RECORDS SUPPLIED —
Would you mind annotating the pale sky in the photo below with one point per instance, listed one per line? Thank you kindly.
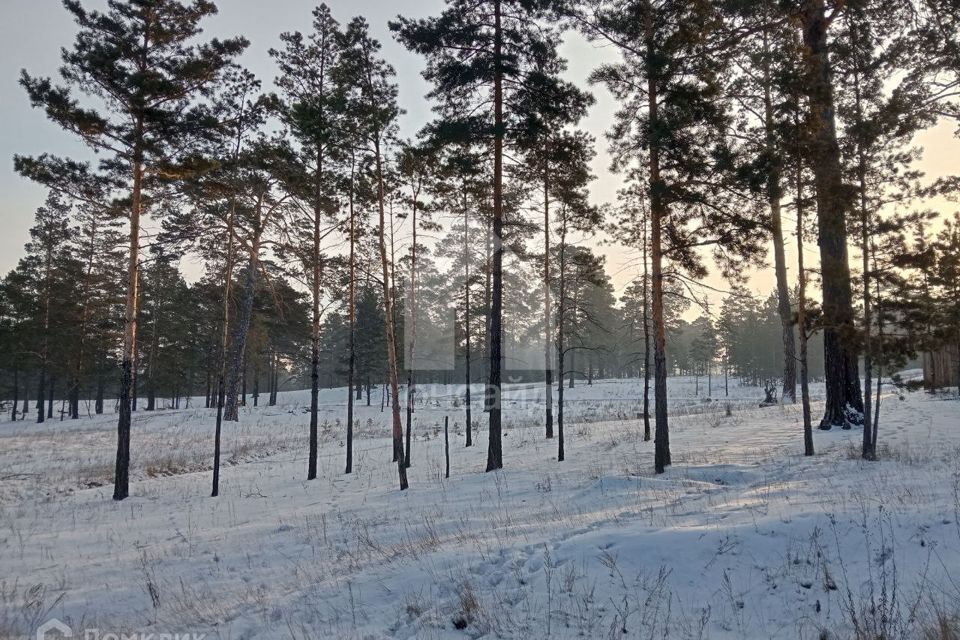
(33, 31)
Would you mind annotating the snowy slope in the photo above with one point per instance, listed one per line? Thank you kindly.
(742, 537)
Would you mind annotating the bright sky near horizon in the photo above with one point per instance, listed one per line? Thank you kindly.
(32, 33)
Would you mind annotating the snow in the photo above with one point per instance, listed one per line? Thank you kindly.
(742, 537)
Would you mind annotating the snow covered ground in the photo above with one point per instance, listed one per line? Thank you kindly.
(742, 538)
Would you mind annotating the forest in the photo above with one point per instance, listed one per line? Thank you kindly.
(740, 125)
(438, 381)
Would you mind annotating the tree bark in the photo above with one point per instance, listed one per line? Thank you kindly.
(238, 341)
(844, 404)
(466, 315)
(389, 327)
(657, 214)
(352, 313)
(494, 449)
(222, 356)
(121, 482)
(547, 364)
(802, 323)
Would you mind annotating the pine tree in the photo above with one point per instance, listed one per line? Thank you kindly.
(478, 57)
(312, 108)
(139, 60)
(374, 100)
(672, 121)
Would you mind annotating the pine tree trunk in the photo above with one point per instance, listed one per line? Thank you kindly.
(494, 448)
(315, 325)
(561, 325)
(412, 337)
(844, 404)
(41, 396)
(801, 321)
(121, 483)
(224, 345)
(98, 402)
(646, 335)
(389, 327)
(16, 393)
(657, 213)
(466, 315)
(352, 313)
(238, 341)
(548, 368)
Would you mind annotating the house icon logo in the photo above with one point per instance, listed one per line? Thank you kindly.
(53, 629)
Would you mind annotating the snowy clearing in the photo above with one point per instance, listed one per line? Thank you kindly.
(742, 537)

PROBLEM TO SOLVE — Every line above should be returned exactly; the pictures stay out.

RESULT FOR THIS EXERCISE —
Would you mind annotating the pale sky in the photo below with one point per instance, listed one per line? Thank you kindly.
(33, 31)
Would you mind annotating the snowy slope in the photo above with one point per instance, listed one per line? Thank you kindly.
(742, 537)
Would you mind annotating the bright sky near horizon in the photo above with one point per instance, listed one per line? Thank you kindly.
(32, 33)
Would you mind annotating the snow in the photo above with one point per instance, listed one per line? Thank you kindly.
(742, 537)
Would you mind annotating the snow covered ground in the photo above with one point per instance, listed one per line? Thank you kindly.
(742, 538)
Would you mind annotating the forest in the photo above with one point per instance, listed one per line? Thank you kindly.
(740, 125)
(438, 381)
Would you mind annotating the tree bark in the photo above with one point per instance, listed one per line? Thank you kindly.
(238, 341)
(844, 404)
(466, 315)
(389, 327)
(657, 214)
(352, 313)
(494, 449)
(222, 356)
(121, 482)
(547, 364)
(802, 323)
Would you mind annotating the pine tree in the photo above with one point per instance, listed one per line? Thank you kindly.
(478, 57)
(312, 108)
(139, 60)
(374, 100)
(672, 121)
Would you mind annotating the pine tree trunk in the photo above with one point per instance, listed one per line? Thank you kindly.
(494, 448)
(315, 325)
(561, 325)
(412, 337)
(844, 404)
(41, 396)
(801, 321)
(121, 483)
(224, 345)
(98, 402)
(646, 335)
(389, 327)
(16, 393)
(657, 213)
(466, 315)
(352, 313)
(238, 341)
(548, 368)
Would you mind annotating the house icon logo in the photo above with one point per instance, listed one per line? Thank you kindly.
(53, 629)
Would you mind annotating the snowy clearing in the photo above with one point per instance, listed one per line? Thank you kindly.
(742, 537)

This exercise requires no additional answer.